= DATA ROWS =
=-=-=

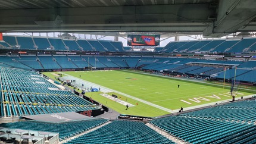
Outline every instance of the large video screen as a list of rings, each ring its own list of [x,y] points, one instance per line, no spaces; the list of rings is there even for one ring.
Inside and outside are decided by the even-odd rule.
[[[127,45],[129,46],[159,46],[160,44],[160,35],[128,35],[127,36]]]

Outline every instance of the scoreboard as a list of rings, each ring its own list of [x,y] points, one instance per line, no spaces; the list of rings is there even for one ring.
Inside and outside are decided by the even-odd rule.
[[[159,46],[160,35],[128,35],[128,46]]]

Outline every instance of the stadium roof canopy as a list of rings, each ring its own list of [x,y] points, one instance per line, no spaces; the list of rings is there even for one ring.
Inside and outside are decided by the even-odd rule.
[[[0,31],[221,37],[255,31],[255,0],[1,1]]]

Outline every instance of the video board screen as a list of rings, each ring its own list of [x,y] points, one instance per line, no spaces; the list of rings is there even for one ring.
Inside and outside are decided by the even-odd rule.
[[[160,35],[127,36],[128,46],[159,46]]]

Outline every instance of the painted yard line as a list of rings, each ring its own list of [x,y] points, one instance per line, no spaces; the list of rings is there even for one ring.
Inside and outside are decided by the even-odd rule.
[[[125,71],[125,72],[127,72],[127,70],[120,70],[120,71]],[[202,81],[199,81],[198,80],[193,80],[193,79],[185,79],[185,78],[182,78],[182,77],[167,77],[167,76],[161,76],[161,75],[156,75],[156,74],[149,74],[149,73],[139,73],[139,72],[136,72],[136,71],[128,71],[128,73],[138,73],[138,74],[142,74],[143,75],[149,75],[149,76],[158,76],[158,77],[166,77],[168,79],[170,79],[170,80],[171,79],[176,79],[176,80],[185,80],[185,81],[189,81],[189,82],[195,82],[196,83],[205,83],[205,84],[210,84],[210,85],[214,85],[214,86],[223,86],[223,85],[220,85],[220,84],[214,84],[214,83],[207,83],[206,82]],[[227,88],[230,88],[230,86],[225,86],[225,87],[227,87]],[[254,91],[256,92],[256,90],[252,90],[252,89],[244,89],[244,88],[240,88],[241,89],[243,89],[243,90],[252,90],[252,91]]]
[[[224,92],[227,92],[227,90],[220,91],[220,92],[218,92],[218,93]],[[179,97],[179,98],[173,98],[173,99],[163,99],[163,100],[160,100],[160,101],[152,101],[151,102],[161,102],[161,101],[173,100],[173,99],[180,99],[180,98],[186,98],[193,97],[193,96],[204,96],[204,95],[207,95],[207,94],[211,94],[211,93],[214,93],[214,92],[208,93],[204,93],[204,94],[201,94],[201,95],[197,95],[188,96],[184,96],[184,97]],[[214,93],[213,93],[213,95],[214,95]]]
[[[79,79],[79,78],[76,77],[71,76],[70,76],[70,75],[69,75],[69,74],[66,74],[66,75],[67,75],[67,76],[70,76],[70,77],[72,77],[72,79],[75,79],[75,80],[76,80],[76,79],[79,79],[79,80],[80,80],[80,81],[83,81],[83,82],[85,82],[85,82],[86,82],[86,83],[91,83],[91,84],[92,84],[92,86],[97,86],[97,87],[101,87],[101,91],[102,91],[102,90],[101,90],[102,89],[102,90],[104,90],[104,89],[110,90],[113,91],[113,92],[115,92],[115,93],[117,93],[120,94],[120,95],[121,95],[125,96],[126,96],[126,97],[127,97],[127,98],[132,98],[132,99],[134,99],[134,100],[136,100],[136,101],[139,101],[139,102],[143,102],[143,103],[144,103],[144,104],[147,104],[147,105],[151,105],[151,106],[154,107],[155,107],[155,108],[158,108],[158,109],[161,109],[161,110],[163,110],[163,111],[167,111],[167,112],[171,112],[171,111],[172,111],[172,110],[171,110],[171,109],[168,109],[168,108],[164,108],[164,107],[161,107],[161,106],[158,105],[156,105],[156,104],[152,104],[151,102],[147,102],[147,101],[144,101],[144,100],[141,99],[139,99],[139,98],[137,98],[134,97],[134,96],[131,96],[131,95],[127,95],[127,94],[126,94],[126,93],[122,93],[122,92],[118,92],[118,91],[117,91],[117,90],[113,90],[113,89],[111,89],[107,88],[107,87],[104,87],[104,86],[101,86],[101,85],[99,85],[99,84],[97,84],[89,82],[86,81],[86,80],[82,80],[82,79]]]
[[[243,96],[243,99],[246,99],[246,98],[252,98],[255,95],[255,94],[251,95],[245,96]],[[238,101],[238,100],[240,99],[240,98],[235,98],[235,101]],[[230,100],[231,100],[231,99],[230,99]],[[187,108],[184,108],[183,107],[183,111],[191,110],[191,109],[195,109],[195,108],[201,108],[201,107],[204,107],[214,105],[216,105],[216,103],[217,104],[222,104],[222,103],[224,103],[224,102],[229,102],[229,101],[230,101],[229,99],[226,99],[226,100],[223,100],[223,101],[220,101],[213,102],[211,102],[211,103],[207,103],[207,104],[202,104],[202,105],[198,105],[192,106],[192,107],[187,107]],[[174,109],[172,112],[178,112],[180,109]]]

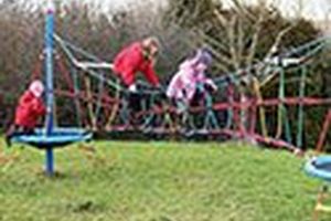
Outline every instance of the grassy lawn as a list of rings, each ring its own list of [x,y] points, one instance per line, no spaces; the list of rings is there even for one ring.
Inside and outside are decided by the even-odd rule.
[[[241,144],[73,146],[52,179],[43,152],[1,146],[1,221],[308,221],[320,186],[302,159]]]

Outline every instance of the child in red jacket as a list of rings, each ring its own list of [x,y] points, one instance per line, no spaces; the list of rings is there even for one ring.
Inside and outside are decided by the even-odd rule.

=-=-=

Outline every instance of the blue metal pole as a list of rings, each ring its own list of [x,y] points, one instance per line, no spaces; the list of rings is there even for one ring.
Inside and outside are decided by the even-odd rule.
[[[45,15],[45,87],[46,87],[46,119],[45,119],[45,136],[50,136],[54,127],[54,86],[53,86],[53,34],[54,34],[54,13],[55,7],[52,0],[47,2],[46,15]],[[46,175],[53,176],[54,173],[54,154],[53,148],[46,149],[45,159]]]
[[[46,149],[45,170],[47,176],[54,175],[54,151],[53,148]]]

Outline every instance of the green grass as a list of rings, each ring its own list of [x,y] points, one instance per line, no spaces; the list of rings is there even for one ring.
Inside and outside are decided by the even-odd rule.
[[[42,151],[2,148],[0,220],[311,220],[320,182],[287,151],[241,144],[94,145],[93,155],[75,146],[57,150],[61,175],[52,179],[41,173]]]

=-=-=

= EXERCISE PROMPT =
List every line in the entries above that contains the word "green".

= COMPLETE RESPONSE =
Outline every instance of the green grass as a list of rings, each ring its own list of [x,y] points, one instance per line, no spaces; the list of rings is there even for one ring.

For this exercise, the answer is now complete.